課題の目標
A – カニングについての掲載文によると、カニング派の多くはどの党で重鎮となりましたか？
B – 記録の冒頭から「259 172 L 243」を含む行までを、「番号」と「行」の2列からなるMarkdownの表に書き換えてもらえますか？空行は除き、画像は答えに含めないでください。

掲載文
小ピット子飼いの政治家として政治キャリアを積み、外務大臣︵在職‥1807年 - 1809年、1822年 - 1827年︶として活躍した後、最晩年に短期間だが首相︵在職1827年4月 - 同年8月︶を務めた。トーリー党所属ながらリベラルな政治家だった。
ウィリアム・ウォード画のカニング
小ピットとならびパクス・ブリタニカの構築者と称される[34]。小ピット、カニング、また、若きパーマストン子爵は、いずれも初代マームズベリー伯爵ジェームズ・ハリスから外交について薫陶を受けた[34]。
カニングが外相に就任してからイギリスとヨーロッパの自由主義は刺激された。そのため国内外の進歩派から英雄視された。﹁カニング派﹂と呼ばれる子飼の議員たちを残したことで、死後もイギリス政界に大きな影響を与えた。カニング派の多くはホイッグ党で重鎮となっている︵後に首相となったメルバーン子爵やパーマストン子爵など︶[35]。
リベラル派として知られたカニングだったが、腐敗選挙区の削減をはじめとする議会改革案には最後まで慎重であるなど保守的傾向も持っていた[36]。

提供資料
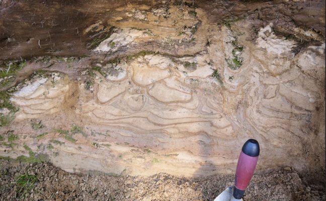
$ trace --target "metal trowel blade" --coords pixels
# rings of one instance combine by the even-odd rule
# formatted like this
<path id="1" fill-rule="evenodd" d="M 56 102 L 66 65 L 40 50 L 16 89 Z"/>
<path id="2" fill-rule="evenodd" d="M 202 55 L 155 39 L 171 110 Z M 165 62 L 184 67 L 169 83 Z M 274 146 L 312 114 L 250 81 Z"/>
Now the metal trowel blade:
<path id="1" fill-rule="evenodd" d="M 215 198 L 214 201 L 243 201 L 242 199 L 235 199 L 233 197 L 233 188 L 234 186 L 230 186 L 224 190 L 221 194 Z"/>

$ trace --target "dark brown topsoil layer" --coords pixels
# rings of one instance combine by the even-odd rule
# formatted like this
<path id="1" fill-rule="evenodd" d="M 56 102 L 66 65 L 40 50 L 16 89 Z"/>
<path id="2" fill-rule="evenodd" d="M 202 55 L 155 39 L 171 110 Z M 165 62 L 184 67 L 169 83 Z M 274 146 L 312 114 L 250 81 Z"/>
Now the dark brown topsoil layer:
<path id="1" fill-rule="evenodd" d="M 166 1 L 164 4 L 184 5 L 184 2 Z M 290 30 L 284 34 L 291 34 L 292 28 L 301 27 L 325 36 L 324 0 L 192 2 L 185 6 L 203 8 L 212 24 L 248 17 L 256 22 L 253 25 L 254 32 L 273 22 L 275 27 Z M 115 8 L 130 3 L 154 7 L 164 4 L 148 0 L 0 1 L 0 59 L 90 55 L 86 44 L 91 39 L 81 34 L 83 30 L 99 20 L 106 22 Z"/>
<path id="2" fill-rule="evenodd" d="M 259 172 L 243 199 L 324 200 L 324 169 L 299 176 L 290 168 Z M 17 177 L 35 175 L 38 180 L 25 198 L 17 195 Z M 50 163 L 22 164 L 0 159 L 0 200 L 213 200 L 228 186 L 233 175 L 200 178 L 160 173 L 133 177 L 67 173 Z M 20 195 L 21 197 L 20 197 Z"/>

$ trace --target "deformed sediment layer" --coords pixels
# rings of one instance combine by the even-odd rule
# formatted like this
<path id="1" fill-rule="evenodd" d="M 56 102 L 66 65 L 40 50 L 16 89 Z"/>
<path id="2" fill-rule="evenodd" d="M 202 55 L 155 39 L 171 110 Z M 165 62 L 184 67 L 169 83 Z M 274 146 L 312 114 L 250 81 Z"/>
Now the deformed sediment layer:
<path id="1" fill-rule="evenodd" d="M 16 86 L 1 155 L 28 156 L 25 144 L 70 172 L 208 175 L 234 171 L 253 138 L 259 169 L 322 163 L 323 40 L 301 29 L 314 40 L 302 46 L 272 23 L 253 41 L 250 19 L 213 25 L 179 6 L 118 8 L 79 31 L 94 36 L 92 57 L 29 61 L 25 72 L 60 72 Z"/>

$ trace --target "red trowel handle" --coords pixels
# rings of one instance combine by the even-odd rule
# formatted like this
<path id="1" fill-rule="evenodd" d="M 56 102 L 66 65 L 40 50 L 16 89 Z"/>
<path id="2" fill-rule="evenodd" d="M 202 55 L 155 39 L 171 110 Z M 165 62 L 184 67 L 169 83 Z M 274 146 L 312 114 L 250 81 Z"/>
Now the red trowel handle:
<path id="1" fill-rule="evenodd" d="M 256 168 L 259 155 L 259 144 L 257 140 L 247 140 L 242 146 L 239 156 L 236 171 L 235 184 L 233 195 L 236 199 L 241 199 L 243 196 Z"/>

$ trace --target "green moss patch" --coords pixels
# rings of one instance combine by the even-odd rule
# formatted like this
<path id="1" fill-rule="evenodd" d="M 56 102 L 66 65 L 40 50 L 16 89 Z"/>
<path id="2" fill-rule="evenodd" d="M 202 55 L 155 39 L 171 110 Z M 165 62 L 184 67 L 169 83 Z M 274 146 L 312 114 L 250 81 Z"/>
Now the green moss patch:
<path id="1" fill-rule="evenodd" d="M 16 72 L 26 64 L 26 60 L 21 59 L 8 61 L 0 63 L 0 88 L 10 85 L 16 79 Z"/>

課題の解答
A – ホイッグ党です。

B –
| 番号 | 行 |
|---|---|
| 1 | $ trace --target "metal trowel blade" --coords pixels |
| 2 | # rings of one instance combine by the even-odd rule |
| 3 | # formatted like this |
| 4 | <path id="1" fill-rule="evenodd" d="M 56 102 L 66 65 L 40 50 L 16 89 Z"/> |
| 5 | <path id="2" fill-rule="evenodd" d="M 202 55 L 155 39 L 171 110 Z M 165 62 L 184 67 L 169 83 Z M 274 146 L 312 114 L 250 81 Z"/> |
| 6 | Now the metal trowel blade: |
| 7 | <path id="1" fill-rule="evenodd" d="M 215 198 L 214 201 L 243 201 L 242 199 L 235 199 L 233 197 L 233 188 L 234 186 L 230 186 L 224 190 L 221 194 Z"/> |
| 8 | $ trace --target "dark brown topsoil layer" --coords pixels |
| 9 | # rings of one instance combine by the even-odd rule |
| 10 | # formatted like this |
| 11 | <path id="1" fill-rule="evenodd" d="M 56 102 L 66 65 L 40 50 L 16 89 Z"/> |
| 12 | <path id="2" fill-rule="evenodd" d="M 202 55 L 155 39 L 171 110 Z M 165 62 L 184 67 L 169 83 Z M 274 146 L 312 114 L 250 81 Z"/> |
| 13 | Now the dark brown topsoil layer: |
| 14 | <path id="1" fill-rule="evenodd" d="M 166 1 L 164 4 L 184 5 L 184 2 Z M 290 30 L 284 34 L 291 34 L 292 28 L 301 27 L 325 36 L 324 0 L 192 2 L 185 6 L 203 8 L 212 24 L 248 17 L 256 22 L 253 25 L 254 32 L 273 22 L 275 27 Z M 115 8 L 130 3 L 154 7 L 164 4 L 148 0 L 0 1 L 0 59 L 90 55 L 86 44 L 91 39 L 81 34 L 83 30 L 99 20 L 106 22 Z"/> |
| 15 | <path id="2" fill-rule="evenodd" d="M 259 172 L 243 199 L 324 200 L 324 169 L 299 176 L 290 168 Z M 17 177 L 35 175 L 38 180 L 25 198 L 17 195 Z M 50 163 L 22 164 L 0 159 L 0 200 L 213 200 L 228 186 L 233 175 L 200 178 L 160 173 L 133 177 L 67 173 Z M 20 195 L 21 197 L 20 197 Z"/> |